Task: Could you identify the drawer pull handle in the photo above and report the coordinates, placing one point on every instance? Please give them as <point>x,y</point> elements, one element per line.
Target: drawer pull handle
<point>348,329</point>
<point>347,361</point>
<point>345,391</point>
------------------------------------------------------------------------
**Assigned task:**
Output a faithful copy of every entry, keeping each line as written.

**Answer section:**
Task: Could you identify the drawer pull handle in the photo above and report the coordinates, placing one point on every instance? Please give them as <point>x,y</point> elements, one element per line.
Target: drawer pull handle
<point>348,329</point>
<point>347,361</point>
<point>345,391</point>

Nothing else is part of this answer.